## READING PASSAGE
▽
In my point of view, the Constitution of England is one of the most important Constitutions to be studied, because, as we know, it is quite different from the others, breaking with some "dogmas" with which we are accustomed.
First because it is a historical and customary constitution. However, a very important observation must be made. Many books repeat a mistaken statement about the English Constitution - they say it would not be written. In fact, only part of it is not written. Many of the English constitutional norms are derived from customs and principles. But much of the constitutional norms are written. That is, it is not written in a single document, but part of it is written in different laws. Some of these laws are the Magna Charta (1215), the Petition of Rights (1628), and the Bill of Rights (1689). However, they are not written only in laws, but also in treaties, jurisprudence, and other types of written rules.
And this is so because, in reality, a constitution is the set of constitutional rules of a given legal order. For example, the Brazilian Constitution is the set of Brazilian constitutional norms, which are found in the document entitled Constitution of the Federative Republic of Brazil and in other texts. The Constitution of England, in turn, is the set of English constitutional norms, which can be found in any law or act, provided they are considered constitutional.
△
## DATASET CONTENT
▽
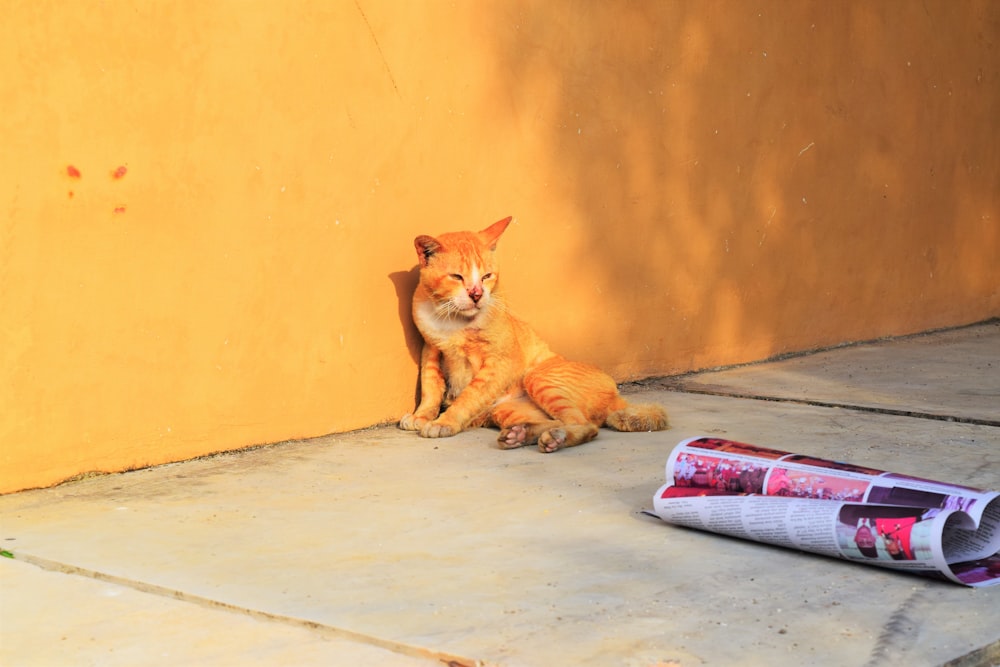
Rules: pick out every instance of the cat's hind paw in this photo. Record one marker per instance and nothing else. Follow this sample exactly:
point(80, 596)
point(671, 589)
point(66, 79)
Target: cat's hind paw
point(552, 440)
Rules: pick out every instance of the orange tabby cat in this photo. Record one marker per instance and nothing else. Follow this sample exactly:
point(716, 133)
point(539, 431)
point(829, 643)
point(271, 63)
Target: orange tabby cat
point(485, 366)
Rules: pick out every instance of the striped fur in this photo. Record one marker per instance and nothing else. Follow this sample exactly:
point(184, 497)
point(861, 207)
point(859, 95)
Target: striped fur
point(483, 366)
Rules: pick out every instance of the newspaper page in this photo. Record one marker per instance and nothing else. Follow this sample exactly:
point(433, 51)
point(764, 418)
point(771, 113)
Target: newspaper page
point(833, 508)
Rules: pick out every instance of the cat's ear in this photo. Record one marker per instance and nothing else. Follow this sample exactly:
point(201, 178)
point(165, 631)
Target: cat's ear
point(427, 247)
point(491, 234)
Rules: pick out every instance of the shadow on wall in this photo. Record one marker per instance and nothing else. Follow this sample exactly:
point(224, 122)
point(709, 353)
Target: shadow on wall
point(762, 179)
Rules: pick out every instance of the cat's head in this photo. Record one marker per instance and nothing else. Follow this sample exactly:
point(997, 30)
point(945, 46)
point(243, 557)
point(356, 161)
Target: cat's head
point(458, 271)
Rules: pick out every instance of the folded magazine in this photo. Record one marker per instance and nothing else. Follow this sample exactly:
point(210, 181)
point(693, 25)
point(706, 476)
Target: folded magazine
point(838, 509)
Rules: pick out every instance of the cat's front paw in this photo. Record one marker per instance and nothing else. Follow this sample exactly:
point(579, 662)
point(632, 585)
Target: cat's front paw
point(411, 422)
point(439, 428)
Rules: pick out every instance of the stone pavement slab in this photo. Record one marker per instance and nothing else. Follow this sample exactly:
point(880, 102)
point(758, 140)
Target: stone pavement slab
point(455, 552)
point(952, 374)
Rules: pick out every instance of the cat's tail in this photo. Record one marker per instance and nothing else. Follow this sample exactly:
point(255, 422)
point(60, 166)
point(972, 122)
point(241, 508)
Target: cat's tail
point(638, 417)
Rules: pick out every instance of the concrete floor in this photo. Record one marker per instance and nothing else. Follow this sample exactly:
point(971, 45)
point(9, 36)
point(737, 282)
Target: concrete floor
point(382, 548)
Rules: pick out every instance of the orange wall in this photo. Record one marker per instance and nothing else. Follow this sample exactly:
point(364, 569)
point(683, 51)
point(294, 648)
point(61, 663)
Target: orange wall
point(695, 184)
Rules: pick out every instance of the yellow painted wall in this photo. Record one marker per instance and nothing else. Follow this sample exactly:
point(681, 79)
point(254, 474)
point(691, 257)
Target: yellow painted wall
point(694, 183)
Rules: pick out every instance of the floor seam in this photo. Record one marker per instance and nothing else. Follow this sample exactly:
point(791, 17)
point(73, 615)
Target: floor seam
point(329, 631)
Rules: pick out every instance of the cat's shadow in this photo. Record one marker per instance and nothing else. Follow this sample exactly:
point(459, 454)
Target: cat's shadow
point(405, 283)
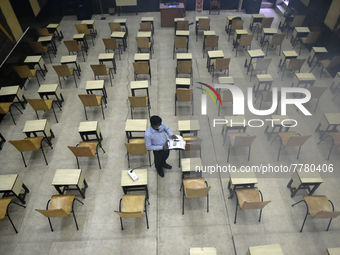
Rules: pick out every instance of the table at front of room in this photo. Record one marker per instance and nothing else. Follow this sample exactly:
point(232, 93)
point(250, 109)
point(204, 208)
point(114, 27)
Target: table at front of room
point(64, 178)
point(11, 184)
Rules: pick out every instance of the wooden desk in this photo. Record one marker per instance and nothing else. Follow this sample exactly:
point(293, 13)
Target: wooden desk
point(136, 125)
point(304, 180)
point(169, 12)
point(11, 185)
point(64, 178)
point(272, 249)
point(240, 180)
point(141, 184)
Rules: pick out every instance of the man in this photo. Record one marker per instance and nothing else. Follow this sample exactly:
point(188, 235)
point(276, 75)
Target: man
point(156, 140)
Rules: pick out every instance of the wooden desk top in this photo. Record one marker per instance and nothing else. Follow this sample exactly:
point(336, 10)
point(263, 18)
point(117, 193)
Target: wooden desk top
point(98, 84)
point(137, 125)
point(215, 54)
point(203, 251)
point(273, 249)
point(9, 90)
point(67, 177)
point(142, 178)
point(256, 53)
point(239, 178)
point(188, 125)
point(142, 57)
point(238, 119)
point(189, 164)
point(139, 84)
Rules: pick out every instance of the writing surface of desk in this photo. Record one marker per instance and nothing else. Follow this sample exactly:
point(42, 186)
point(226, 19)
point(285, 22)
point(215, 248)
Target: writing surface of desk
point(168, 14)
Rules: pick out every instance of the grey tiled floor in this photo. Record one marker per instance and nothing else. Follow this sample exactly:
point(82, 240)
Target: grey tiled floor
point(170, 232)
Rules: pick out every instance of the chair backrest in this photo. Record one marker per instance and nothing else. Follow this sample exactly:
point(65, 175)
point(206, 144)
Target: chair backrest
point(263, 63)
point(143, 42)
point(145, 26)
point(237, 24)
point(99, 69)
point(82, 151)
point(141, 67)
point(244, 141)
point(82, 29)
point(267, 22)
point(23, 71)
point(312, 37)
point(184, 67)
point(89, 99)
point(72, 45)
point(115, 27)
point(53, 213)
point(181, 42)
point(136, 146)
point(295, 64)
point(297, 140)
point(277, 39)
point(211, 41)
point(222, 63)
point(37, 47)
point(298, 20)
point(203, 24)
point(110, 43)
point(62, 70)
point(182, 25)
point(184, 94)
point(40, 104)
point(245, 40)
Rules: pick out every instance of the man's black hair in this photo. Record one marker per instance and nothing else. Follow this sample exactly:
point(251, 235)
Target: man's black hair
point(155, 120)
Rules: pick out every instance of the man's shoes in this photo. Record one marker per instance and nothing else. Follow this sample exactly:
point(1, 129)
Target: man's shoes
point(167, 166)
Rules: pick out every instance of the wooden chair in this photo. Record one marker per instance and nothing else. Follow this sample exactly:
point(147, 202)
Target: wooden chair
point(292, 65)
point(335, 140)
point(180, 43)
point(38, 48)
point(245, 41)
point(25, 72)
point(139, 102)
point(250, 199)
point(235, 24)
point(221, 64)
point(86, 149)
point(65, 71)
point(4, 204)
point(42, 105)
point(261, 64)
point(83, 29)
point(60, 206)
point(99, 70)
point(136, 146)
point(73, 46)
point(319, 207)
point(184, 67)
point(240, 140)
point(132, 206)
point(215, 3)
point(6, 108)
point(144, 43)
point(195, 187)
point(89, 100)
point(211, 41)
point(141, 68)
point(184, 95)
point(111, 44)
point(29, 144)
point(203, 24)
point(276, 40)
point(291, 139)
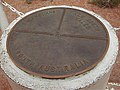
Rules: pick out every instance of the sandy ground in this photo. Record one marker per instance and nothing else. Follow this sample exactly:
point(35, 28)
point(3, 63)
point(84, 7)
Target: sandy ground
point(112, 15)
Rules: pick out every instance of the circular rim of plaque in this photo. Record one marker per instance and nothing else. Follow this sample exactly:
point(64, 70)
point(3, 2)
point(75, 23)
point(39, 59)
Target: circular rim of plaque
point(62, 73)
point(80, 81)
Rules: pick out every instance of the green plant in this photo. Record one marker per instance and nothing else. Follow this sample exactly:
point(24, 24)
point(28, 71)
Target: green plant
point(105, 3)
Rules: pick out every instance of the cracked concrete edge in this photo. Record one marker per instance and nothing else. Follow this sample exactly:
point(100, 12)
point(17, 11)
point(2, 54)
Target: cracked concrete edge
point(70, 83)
△
## WHAT THE TASK ASKS
Reproduce everything in the passage on the English Constitution from "First because it" down to "of written rules.", word for word.

## WORKED SOLUTION
First because it is a historical and customary constitution. However, a very important observation must be made. Many books repeat a mistaken statement about the English Constitution - they say it would not be written. In fact, only part of it is not written. Many of the English constitutional norms are derived from customs and principles. But much of the constitutional norms are written. That is, it is not written in a single document, but part of it is written in different laws. Some of these laws are the Magna Charta (1215), the Petition of Rights (1628), and the Bill of Rights (1689). However, they are not written only in laws, but also in treaties, jurisprudence, and other types of written rules.